--- begin ---
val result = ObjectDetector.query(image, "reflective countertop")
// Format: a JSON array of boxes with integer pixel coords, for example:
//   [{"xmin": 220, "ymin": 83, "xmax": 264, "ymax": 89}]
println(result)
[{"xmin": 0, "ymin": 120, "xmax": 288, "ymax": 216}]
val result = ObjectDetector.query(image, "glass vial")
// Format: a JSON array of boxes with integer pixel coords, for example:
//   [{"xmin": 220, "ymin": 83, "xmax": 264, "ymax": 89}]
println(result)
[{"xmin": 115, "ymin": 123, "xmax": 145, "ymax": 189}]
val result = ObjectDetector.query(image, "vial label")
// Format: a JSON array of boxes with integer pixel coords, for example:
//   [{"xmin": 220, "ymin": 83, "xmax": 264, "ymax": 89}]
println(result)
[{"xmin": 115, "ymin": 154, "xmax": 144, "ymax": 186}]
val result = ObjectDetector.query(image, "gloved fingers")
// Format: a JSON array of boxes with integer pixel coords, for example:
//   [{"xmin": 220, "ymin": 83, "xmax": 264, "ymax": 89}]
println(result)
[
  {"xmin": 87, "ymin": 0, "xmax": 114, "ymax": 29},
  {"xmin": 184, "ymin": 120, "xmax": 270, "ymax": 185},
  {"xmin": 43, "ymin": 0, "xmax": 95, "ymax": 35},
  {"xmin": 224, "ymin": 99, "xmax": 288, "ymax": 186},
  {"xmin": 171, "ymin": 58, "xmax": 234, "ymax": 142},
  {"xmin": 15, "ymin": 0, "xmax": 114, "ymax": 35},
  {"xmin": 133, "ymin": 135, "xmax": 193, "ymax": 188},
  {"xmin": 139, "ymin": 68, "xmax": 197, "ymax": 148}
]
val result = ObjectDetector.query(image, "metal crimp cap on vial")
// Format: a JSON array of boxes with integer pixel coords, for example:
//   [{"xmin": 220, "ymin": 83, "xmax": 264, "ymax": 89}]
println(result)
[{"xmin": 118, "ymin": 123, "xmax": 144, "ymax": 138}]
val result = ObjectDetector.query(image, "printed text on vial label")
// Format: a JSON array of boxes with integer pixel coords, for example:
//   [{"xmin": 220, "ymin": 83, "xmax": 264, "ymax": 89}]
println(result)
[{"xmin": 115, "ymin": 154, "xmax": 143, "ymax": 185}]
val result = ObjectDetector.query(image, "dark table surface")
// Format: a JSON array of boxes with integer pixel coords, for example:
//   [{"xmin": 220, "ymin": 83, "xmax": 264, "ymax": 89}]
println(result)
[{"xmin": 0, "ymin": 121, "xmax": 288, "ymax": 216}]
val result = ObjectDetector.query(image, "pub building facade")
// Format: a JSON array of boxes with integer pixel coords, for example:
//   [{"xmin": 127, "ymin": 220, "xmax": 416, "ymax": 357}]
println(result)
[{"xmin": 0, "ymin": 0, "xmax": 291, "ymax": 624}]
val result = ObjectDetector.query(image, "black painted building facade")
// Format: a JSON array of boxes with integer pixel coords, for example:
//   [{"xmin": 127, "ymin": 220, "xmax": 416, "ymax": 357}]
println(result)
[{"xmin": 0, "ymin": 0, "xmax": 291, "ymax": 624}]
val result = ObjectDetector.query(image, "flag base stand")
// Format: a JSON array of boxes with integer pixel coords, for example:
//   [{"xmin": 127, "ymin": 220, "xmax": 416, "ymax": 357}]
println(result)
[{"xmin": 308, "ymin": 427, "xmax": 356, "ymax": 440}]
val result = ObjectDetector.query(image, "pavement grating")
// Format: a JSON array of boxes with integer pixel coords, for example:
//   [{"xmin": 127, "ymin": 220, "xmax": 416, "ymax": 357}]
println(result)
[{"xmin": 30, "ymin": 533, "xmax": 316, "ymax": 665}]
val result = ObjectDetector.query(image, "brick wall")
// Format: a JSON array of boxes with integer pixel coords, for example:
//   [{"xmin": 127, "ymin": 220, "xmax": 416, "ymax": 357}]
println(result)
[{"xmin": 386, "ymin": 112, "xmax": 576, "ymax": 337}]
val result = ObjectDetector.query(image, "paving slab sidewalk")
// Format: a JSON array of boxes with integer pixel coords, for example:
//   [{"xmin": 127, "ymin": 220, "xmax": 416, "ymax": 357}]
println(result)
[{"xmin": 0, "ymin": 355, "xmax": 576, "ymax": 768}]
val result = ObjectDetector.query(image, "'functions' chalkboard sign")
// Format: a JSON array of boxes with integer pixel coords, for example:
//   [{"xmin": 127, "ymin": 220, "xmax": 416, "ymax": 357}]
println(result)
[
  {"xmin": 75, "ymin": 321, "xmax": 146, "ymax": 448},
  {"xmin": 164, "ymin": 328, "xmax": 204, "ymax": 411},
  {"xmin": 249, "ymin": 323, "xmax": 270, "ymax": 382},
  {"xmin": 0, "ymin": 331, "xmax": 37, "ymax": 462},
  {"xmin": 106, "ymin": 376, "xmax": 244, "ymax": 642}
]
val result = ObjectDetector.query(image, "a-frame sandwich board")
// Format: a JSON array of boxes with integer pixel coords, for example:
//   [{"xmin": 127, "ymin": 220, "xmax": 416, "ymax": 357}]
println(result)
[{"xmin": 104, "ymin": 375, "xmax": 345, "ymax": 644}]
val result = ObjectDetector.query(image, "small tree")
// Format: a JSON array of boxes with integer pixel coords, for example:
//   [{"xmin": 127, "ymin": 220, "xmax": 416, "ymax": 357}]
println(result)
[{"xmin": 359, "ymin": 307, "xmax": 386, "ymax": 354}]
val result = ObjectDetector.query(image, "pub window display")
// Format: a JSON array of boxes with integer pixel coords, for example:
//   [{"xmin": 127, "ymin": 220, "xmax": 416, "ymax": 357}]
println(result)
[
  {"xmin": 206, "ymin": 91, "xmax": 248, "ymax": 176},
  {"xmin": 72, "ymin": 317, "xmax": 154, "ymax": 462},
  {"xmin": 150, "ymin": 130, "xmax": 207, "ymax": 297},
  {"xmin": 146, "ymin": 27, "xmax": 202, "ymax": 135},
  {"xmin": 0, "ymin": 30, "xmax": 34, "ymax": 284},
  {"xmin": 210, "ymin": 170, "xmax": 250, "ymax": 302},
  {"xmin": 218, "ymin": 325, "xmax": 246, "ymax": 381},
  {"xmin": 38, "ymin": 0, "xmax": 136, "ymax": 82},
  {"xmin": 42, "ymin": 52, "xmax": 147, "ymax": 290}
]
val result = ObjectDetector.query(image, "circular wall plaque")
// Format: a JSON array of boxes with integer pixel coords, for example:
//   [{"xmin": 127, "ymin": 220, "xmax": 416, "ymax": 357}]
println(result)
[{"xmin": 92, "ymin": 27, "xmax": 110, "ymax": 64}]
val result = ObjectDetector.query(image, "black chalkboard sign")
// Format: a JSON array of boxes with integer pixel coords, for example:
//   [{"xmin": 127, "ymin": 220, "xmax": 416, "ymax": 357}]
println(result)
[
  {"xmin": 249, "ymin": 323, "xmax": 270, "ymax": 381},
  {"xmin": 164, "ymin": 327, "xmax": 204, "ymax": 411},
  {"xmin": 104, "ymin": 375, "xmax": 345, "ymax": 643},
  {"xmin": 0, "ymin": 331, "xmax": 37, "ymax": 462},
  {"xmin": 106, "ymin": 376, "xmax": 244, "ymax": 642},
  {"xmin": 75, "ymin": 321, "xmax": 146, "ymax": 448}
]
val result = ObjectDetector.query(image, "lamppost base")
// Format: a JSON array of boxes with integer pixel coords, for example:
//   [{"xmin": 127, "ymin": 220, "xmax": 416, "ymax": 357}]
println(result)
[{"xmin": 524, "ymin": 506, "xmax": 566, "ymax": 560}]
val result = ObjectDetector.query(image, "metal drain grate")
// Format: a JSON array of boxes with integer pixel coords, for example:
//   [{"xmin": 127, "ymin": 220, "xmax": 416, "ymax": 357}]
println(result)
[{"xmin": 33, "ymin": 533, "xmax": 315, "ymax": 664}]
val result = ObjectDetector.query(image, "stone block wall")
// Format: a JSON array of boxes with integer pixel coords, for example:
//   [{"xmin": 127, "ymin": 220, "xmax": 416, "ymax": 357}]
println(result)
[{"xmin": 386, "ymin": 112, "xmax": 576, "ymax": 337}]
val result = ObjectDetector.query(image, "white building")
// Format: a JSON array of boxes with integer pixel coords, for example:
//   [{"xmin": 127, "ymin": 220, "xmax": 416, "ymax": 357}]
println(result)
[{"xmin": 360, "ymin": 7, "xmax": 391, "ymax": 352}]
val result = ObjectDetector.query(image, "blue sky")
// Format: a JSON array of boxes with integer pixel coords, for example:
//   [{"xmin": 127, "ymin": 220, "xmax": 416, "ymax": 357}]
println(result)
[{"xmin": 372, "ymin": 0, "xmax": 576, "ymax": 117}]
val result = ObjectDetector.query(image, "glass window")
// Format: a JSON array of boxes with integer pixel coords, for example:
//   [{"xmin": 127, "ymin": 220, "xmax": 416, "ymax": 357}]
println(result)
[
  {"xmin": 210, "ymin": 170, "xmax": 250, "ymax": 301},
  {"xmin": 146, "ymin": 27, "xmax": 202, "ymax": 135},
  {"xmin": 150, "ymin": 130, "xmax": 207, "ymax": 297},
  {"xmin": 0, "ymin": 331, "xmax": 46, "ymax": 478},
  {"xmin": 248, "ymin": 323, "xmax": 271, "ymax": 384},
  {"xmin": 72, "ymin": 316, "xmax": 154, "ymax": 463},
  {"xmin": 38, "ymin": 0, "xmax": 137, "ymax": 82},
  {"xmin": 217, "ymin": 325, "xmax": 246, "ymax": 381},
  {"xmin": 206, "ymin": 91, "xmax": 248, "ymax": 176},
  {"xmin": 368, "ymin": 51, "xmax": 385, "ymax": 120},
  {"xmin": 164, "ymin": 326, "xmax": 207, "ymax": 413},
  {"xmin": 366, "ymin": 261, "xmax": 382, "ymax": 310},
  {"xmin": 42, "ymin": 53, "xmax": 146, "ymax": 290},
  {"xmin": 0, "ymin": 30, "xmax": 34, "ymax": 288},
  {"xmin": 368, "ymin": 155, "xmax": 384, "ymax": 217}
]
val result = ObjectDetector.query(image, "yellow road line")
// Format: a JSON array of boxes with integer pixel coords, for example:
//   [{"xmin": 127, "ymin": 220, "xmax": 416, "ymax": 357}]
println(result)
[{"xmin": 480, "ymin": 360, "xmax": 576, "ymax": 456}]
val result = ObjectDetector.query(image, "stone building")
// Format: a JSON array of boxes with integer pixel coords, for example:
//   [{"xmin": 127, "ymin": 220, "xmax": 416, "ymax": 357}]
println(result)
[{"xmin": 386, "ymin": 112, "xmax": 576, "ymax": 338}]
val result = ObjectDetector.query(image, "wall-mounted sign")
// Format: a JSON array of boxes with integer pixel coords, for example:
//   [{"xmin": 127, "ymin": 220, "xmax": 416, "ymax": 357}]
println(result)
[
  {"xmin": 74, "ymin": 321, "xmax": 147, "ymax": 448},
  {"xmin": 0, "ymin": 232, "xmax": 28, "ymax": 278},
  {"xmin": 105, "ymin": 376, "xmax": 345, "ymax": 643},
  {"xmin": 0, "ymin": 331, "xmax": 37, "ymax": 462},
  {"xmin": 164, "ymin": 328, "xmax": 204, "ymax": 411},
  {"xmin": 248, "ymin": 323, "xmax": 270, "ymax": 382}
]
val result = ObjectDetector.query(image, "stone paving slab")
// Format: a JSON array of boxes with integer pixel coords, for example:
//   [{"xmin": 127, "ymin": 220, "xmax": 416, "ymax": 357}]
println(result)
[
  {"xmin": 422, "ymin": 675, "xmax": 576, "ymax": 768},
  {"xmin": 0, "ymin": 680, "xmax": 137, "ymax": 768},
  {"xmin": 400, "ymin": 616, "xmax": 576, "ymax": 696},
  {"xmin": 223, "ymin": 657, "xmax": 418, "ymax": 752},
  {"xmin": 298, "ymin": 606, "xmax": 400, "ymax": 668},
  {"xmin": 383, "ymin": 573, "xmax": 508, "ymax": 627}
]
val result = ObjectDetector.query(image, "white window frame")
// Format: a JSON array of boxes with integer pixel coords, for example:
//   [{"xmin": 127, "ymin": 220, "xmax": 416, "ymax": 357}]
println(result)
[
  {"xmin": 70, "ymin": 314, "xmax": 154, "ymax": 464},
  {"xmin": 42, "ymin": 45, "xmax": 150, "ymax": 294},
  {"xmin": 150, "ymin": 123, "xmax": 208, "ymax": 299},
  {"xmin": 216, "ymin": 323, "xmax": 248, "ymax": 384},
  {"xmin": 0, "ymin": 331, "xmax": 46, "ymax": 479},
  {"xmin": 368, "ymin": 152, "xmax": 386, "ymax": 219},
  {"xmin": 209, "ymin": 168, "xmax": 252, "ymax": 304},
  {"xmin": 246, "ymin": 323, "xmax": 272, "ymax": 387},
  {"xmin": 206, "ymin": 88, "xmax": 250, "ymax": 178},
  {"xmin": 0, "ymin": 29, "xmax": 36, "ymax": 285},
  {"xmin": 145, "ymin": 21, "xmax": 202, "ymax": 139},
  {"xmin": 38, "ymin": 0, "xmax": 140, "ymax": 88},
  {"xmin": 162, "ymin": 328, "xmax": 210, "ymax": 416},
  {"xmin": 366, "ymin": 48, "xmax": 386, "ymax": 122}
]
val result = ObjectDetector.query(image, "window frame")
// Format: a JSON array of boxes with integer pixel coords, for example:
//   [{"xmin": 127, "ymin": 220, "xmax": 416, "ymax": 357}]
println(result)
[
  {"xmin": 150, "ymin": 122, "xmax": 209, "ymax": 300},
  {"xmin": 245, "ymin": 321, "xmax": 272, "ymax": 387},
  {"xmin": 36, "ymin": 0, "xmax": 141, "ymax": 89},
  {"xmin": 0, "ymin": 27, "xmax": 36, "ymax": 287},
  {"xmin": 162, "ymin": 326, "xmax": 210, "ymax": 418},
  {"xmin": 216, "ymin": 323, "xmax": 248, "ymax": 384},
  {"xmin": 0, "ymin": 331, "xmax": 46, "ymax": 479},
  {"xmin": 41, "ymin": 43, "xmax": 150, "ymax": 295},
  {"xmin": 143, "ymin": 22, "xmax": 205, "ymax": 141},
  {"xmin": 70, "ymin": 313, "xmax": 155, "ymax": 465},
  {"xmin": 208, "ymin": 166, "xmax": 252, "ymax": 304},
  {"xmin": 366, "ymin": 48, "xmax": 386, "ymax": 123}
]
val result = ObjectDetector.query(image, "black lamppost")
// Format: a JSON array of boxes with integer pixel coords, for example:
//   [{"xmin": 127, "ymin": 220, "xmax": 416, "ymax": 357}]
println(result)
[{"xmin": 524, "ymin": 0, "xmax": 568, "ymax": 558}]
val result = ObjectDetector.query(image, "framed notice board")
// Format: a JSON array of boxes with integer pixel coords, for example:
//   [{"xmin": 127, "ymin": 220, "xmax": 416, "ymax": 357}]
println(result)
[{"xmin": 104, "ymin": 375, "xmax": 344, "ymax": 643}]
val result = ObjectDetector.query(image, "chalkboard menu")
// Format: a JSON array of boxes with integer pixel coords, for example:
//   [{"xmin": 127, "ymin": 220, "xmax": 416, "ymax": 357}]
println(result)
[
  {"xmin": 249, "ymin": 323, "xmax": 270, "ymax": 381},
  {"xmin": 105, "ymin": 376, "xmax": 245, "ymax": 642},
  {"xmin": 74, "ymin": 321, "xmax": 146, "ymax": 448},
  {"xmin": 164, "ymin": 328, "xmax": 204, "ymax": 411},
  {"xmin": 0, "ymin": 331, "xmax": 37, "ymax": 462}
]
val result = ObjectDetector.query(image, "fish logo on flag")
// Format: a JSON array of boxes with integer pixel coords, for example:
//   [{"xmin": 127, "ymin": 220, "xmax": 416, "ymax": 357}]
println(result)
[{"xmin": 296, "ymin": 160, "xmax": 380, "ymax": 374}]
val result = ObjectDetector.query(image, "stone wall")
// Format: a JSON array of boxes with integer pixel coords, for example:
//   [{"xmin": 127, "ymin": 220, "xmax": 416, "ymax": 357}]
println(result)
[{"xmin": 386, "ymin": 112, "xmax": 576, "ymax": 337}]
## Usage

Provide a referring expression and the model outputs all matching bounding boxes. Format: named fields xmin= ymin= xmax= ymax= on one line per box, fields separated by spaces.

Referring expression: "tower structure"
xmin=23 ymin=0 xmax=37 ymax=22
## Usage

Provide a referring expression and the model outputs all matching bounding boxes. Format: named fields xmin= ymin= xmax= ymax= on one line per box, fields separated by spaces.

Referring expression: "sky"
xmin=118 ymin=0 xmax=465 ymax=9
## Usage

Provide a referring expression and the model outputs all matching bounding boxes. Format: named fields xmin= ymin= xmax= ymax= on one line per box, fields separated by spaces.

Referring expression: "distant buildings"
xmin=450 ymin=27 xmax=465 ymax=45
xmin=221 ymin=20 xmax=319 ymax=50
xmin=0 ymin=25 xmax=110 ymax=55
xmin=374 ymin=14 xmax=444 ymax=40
--- end ---
» Job
Report every line from the listing above that contains the string "paving", copying each one in full.

» Right answer
val result = ObjectDetector.query(image, "paving slab sidewalk")
val result = ObjectDetector.query(image, "stone paving slab")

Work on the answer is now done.